PASSAGE PROVIDED ▸
▬▬▬▬▬▬

Fig. 3: Demographic histories affect patterns of genetic variation in Mexico.
From: Mexican Biobank advances population and medical genomics of diverse ancestries

a, Small ROH prevalence is correlated with ancestry proxies inferred from ADMIXTURE reflecting an ancient bottleneck or relatively small population size in the past (n = 5,833 individuals). b, Sum of ROH per individual as a function of birth year (n = 5,833 individuals). Solid lines show ROH overall, and dashed lines indicate ROH overlapping ancestries from the Americas (AMR). ROH are divided into small, medium and large ROH, as in a. Smoothed conditional mean lines are shown using the locally estimated scatterplot smoothing method. Error bands represent 95% confidence intervals. c, Mutation burden in different ancestries shows the effects of bottleneck events in causing loss of rare variants (n = 5,818 individuals). Rare variants are correlated with levels of ancestries from the Americas, Western Europe or West Africa for rare variants (derived allele frequency ≤ 5%). Smoothed conditional mean lines are shown using a linear model. Error bands represent 95% confidence intervals. Spearman correlation values are shown (R and two-sided P values) for all ancestries. Analysis of whole-genome sequences from 1000 Genomes MXL samples shows that the rare mutation burden result is robust to ascertainment bias of Illumina’s Multi-Ethnic Global Array (Supplementary Figs. 39 and 40). Variants were annotated using the Variant Effect Predictor tool, and nonsynonymous (deleterious) variants are a combined set of missense variants predicted to be damaging by polyphen2 along with splice, stop lost and stop gained variants.

▬▬▬▬▬▬

EXTRACTED ENTRIES ▸

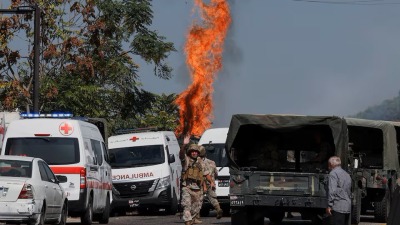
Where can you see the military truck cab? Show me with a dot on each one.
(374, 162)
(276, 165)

▬▬▬▬▬▬

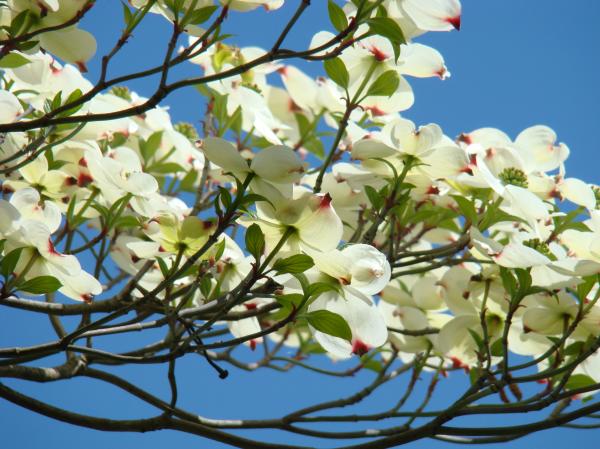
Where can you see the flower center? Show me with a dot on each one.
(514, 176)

▬▬▬▬▬▬

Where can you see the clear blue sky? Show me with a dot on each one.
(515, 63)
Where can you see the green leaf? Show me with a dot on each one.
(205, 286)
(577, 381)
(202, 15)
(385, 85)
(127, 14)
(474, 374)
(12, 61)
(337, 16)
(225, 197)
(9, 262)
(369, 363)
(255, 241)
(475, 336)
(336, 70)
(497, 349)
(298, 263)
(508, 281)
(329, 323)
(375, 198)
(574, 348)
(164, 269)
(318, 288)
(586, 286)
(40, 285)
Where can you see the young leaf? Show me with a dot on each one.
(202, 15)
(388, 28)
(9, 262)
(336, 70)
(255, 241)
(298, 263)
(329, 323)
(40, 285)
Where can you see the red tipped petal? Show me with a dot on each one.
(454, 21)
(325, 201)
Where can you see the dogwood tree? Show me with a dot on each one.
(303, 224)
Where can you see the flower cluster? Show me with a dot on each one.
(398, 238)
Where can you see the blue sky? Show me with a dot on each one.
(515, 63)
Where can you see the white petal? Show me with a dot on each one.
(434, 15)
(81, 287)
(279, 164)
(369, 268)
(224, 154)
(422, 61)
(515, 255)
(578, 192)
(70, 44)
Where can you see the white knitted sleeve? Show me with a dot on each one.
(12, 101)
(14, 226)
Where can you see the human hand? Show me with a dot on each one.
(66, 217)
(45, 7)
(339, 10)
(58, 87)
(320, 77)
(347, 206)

▬▬▬▬▬▬

USING THE INFORMATION ▸
(1) Decide whether each statement agrees with the figure caption, answering yes or no and quoting the deciding words: (a) panel a covers 5,833 individuals; (b) in panel c, the smoothed conditional mean lines come from the locally estimated scatterplot smoothing method; (c) rare variants are those with a derived allele frequency of 1% or less.
(2) According to the figure caption, what tool was used to annotate the variants?

ANSWERS TO THE EXERCISE ▸
(1)
(a) Yes: "(n = 5,833 individuals)"
(b) No: "Smoothed conditional mean lines are shown using a linear model."
(c) No: "derived allele frequency ≤ 5%"

(2) The Variant Effect Predictor tool.